• **Lesetext**
In der Einleitung haben wir es bereits angeteasert: etwa 800.000 Geburten, etwa 150 intersexuelle Babys. Dennoch können die wirklichen Zahlen nur geschätzt werden. Intersexualität wird oft erst später bemerkt, zum Beispiel, wenn in der Pubertät keine Periode eintritt. Und manchmal wird sie sogar nie bemerkt. Einige Experten nehmen an, dass in Deutschland ungefähr 100.000 Menschen intergeschlechtlich sind. Weltweit geht man teilweise von 0,2 Prozent aus, also 1 von 500 Menschen. Auf Deutschland gerechnet wären das etwa 166.040 Menschen. Andere Wissenschafter gehen noch weiter: Bis zu 1,7 Prozent ließen sich nicht eindeutig einem Geschlecht zuordnen. Du merkst, diese Frage lässt sich kaum genau beantworten.
Wie spricht man intersexuelle Menschen an?
In der Ansprache gibt es keine allgemeine Regel. Daher kann die einzige Antwort lauten: Frag nach – und zwar beim Menschen selbst. Einige intersexuelle Menschen identifizieren sich mehr mit einem der binären Geschlechter und finden es oft auch in Ordnung, mit diesem angesprochen zu werden („Hallo Frau Müller“). Sprichst du über jemanden in der dritten Person („er/sie“), kannst du oft auch einfach den Vornamen einsetzen. Letztendlich ist jeder Mensch individuell und es gibt keine Formel. Bist du dir also unsicher, frag die betreffende Person einfach. Sie wird dir bestimmt nicht böse sein.
Was hat das mit dem dritten Geschlecht „divers“ zu tun?
Seit Ende 2018 haben intersgeschlechtliche Personen beziehungsweise vielmehr ihre Ärzte die Möglichkeit, im Geburtenregister das Geschlecht „divers“ eintragen zu lassen. Tatsächlich beschränkt sich das neue Gesetz, das in § 22 PStG Abs. 3 nachzulesen ist, auch auf diese: Nur, wer biologisch nicht einem der binären Geschlechter zugeordnet werden kann, darf sich selbst offiziell „divers“ eintragen lassen. Hierfür braucht es einen medizinischen Nachweis. Wer sich trotz eindeutiger körperlicher Geschlechtsmerkmale keinem binären Geschlecht zugehörig fühlt (wie beispielsweise viele transsexuelle Menschen), wird von der neuen Regelung ausgeschlossen. (Stand August 2020)

Datensatzeinträge:
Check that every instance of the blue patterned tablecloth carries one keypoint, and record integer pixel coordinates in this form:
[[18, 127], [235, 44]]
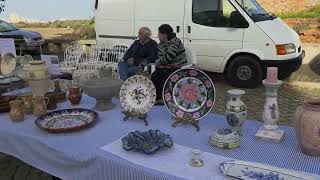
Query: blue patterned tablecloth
[[78, 155]]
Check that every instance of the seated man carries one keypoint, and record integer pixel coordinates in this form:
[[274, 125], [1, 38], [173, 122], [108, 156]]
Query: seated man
[[142, 51], [171, 57]]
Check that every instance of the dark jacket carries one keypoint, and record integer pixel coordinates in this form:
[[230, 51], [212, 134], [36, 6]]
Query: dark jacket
[[146, 53], [172, 53]]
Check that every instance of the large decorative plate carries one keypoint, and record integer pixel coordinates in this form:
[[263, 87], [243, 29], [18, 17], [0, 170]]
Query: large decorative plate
[[189, 93], [8, 64], [137, 94], [249, 171], [66, 120]]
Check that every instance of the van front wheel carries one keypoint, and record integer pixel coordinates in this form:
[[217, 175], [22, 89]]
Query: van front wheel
[[244, 72]]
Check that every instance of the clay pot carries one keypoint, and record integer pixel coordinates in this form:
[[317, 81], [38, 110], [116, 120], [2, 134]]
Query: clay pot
[[307, 127], [27, 104], [75, 95], [40, 105], [52, 101], [16, 110]]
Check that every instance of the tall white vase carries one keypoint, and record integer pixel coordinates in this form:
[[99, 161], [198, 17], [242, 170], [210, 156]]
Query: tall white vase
[[236, 110]]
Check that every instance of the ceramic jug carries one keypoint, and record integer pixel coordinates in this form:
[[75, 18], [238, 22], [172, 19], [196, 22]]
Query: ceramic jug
[[27, 101], [60, 95], [75, 94], [40, 105], [236, 110], [307, 127], [16, 110], [37, 70], [52, 101]]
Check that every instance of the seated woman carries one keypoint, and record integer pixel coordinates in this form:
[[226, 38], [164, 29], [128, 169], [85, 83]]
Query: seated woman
[[171, 57], [142, 51]]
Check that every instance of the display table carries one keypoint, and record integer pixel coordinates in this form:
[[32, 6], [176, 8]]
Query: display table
[[79, 155]]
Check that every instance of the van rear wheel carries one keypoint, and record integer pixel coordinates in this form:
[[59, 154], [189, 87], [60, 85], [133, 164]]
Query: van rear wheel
[[244, 72]]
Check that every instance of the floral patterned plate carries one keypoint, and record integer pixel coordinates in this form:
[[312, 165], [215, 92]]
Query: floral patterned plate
[[137, 94], [66, 120], [249, 171], [189, 93]]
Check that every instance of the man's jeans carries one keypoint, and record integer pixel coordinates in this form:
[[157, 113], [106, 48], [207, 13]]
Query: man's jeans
[[126, 71]]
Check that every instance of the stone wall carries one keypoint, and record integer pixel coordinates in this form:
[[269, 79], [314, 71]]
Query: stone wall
[[280, 6]]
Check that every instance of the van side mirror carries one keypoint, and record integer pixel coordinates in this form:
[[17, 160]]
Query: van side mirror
[[238, 21]]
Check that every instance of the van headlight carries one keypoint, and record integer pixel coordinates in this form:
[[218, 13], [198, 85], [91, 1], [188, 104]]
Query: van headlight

• **Aufgabe 1**
Wiederhole den Abschnitt des Texts über Intersexualität wortgetreu, beginnend bei „Was hat das“ und endend bei „(Stand August 2020)“.
• **Aufgabe 2**
Beantworte diese Fragen zum Text über Intersexualität:
(a) Wie viele Menschen in Deutschland sind nach Annahme einiger Experten intergeschlechtlich?
(b) Seit wann lässt sich im Geburtenregister das Geschlecht „divers“ eintragen?
(c) Was wird benötigt, um sich offiziell „divers“ eintragen zu lassen?
• **Aufgabe 3**
Führe den Text über Intersexualität im Anschluss an seinen letzten Satz fort.

• **Erwartete Lösung 1**
Was hat das mit dem dritten Geschlecht „divers“ zu tun?
Seit Ende 2018 haben intersgeschlechtliche Personen beziehungsweise vielmehr ihre Ärzte die Möglichkeit, im Geburtenregister das Geschlecht „divers“ eintragen zu lassen. Tatsächlich beschränkt sich das neue Gesetz, das in § 22 PStG Abs. 3 nachzulesen ist, auch auf diese: Nur, wer biologisch nicht einem der binären Geschlechter zugeordnet werden kann, darf sich selbst offiziell „divers“ eintragen lassen. Hierfür braucht es einen medizinischen Nachweis. Wer sich trotz eindeutiger körperlicher Geschlechtsmerkmale keinem binären Geschlecht zugehörig fühlt (wie beispielsweise viele transsexuelle Menschen), wird von der neuen Regelung ausgeschlossen. (Stand August 2020)

• **Erwartete Lösung 2**
(a) Ungefähr 100.000 Menschen.
(b) Seit Ende 2018.
(c) Ein medizinischer Nachweis.

• **Erwartete Lösung 3**
Wen lieben intersexuelle Menschen?
Das biologische Geschlecht und die Partnerwahl hängen nicht zusammen. Intergeschlechtliche Menschen lieben, wen sie lieben wollen – genau wie jeder andere. Zu welchem Geschlecht sie sich hingezogen fühlen, ist also ganz individuell.
Können intersexuelle Menschen ihr Geschlecht angleichen lassen?
Zeigt ein Säugling nach der Geburt keine eindeutigen Geschlechtsmerkmale, wird oft eine geschlechtsangleichende Operation durchgeführt. Auch, wenn dies medizinisch nicht immer nötig ist. Gegen diese rein kosmetischen Eingriffe sprechen sich aber viele Betroffenenverbände aus. Sie empfinden es als Menschenrechtsverletzung, diese wichtige Entscheidung ohne den Willen des Kind zu treffen. Und viele wünschen sich auch eine gesetzliche Regelung, die medizinisch nicht notwendige Operationen ohne Einverständnis des Betroffenen verbietet. Besitzt ein Säugling zum Beispiel Eierstöcke und gleichzeitig Penis, würden Eltern und Ärzte über den Kopf des Kindes hinweg entscheiden, mit welcher „erzwungenen“ Geschlechteridentität es aufwächst. Eine Last, die schwerwiegende Folgen für das Kind haben kann. Diese Entscheidung sollte dem Menschen selbst überlassen werden, sobald er bereit dazu ist – sofern es medizinisch möglich ist, mit einer Operation zu warten.
Wie findet man heraus, ob man intersexuell ist?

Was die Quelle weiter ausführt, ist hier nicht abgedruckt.